The Correctional Association’s Prison Visiting Project visited Groveland on June 18 and 19, 2012.

Compared to other prisons the Correctional Association has visited, Groveland had:

  • Freedom of movement substantially greater than what we’ve seen in many DOCCS prisons, allowing for more autonomy and positive group interactions among the population.
  • A relatively calm atmosphere resulting from the greater autonomy and freedom of movement.
  • Relatively positively rated academic and vocational programs.
  • Some positive volunteer programs and limited peer-support opportunities that are not often present across the system.

On the other hand, the Correctional Association was significantly concerned to find:

  • Very poor ratings of both access to and quality of medical care provided at the facility.
  • Poor ratings of mental health services, and the facility’s limited ability to support the large number of people with mental health needs in the general population and solitary confinement.
  • Allegations by incarcerated persons of abuse by certain staff members with a lack of accountability, and frequent imposition of solitary confinement.
  • A lack of capacity to meet individual programmatic needs, including the lack of a college program even though nearly two-thirds of people incarcerated at Groveland have a GED.

Overall, the greater freedom of movement, autonomy, and level of responsibility given to individuals at Groveland is commendable and particularly important since the facility incarcerates a greater portion of people closer in time to returning home, where they will need to have control over their time, decisions, and lives. On the other hand, the vast disparities at Groveland in the population’s addiction, mental health, and other needs, and the programs and services available highlights the ineffectiveness of incarceration and the missed opportunities for helping people address the underlying causes of problematic behaviors and prepare to return home to their families and communities.

■ CHECK YOUR UNDERSTANDING
A) Write out the part of the Groveland report starting at "On the other hand, the Correctional" and ending at "and solitary confinement.".
B) Answer these questions from the Groveland report:
(i) On what dates did the Prison Visiting Project visit Groveland?
(ii) What share of people incarcerated at Groveland have a GED?
(iii) How were both access to and quality of medical care at the facility rated?
The listing after the Groveland report is separate material.

■ INFORMATION PROVIDED
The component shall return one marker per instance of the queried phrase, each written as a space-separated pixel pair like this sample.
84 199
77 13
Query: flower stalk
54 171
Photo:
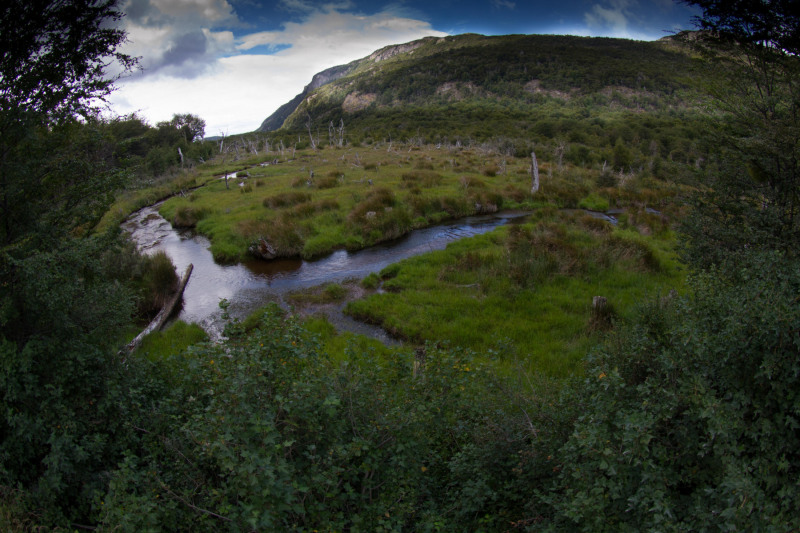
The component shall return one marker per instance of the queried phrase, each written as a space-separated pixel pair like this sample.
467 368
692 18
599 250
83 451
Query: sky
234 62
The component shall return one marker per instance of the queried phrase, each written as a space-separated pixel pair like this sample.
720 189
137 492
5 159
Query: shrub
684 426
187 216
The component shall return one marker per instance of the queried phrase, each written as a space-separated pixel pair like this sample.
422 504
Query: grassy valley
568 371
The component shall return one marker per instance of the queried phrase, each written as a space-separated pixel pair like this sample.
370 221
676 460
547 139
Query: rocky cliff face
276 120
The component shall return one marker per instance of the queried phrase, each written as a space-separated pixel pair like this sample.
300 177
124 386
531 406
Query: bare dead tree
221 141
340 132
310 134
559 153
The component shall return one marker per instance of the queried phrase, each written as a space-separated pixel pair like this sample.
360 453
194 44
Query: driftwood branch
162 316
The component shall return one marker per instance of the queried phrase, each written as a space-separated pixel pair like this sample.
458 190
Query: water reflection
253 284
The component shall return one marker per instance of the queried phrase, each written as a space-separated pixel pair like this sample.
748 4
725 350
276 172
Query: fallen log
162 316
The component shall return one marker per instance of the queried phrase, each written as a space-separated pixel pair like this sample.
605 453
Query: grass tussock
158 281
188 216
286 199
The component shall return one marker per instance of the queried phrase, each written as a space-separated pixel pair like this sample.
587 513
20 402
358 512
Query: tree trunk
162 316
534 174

■ ANSWERS TO THE EXERCISE
A)
On the other hand, the Correctional Association was significantly concerned to find:

  • Very poor ratings of both access to and quality of medical care provided at the facility.
  • Poor ratings of mental health services, and the facility’s limited ability to support the large number of people with mental health needs in the general population and solitary confinement.

B)
(i) June 18 and 19, 2012
(ii) Nearly two-thirds
(iii) Very poorly